::: Listado proporcionado :::

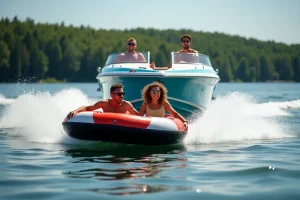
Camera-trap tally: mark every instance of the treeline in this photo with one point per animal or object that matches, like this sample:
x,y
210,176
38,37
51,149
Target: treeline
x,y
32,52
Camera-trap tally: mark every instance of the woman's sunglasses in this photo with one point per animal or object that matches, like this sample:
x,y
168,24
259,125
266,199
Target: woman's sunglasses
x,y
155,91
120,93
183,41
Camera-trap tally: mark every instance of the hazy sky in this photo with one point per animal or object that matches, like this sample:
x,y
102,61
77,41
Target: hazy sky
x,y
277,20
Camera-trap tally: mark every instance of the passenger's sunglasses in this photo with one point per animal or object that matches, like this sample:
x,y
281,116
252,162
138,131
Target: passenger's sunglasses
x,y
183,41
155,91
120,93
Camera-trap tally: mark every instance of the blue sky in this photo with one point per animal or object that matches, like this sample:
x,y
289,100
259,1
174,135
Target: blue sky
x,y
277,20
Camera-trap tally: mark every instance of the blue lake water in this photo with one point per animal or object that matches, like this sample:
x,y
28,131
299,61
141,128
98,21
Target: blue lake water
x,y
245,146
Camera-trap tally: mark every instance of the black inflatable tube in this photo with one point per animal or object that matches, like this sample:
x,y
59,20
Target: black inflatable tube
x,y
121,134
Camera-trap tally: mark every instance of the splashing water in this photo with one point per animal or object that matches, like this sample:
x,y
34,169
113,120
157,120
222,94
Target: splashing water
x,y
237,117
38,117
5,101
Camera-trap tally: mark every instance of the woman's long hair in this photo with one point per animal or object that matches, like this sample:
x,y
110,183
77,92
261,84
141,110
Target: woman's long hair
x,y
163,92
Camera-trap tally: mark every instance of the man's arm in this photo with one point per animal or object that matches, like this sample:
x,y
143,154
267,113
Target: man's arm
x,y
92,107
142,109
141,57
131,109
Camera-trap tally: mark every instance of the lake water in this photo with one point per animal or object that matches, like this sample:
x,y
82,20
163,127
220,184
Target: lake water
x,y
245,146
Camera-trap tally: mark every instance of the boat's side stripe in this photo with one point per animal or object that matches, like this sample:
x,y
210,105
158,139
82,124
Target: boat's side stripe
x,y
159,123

:::

• **Lo que se pide**: Reproduce literalmente las líneas del listado comenzando en la que contiene "Camera-trap tally: mark every instance of the lake" y terminando en la última línea del listado, ambas incluidas.

• **Respuesta a continuación**:
Camera-trap tally: mark every instance of the lake water in this photo with one point per animal or object that matches, like this sample:
x,y
82,20
163,127
220,184
Target: lake water
x,y
245,146
Camera-trap tally: mark every instance of the boat's side stripe in this photo with one point per animal or object that matches, like this sample:
x,y
210,105
158,139
82,124
Target: boat's side stripe
x,y
159,123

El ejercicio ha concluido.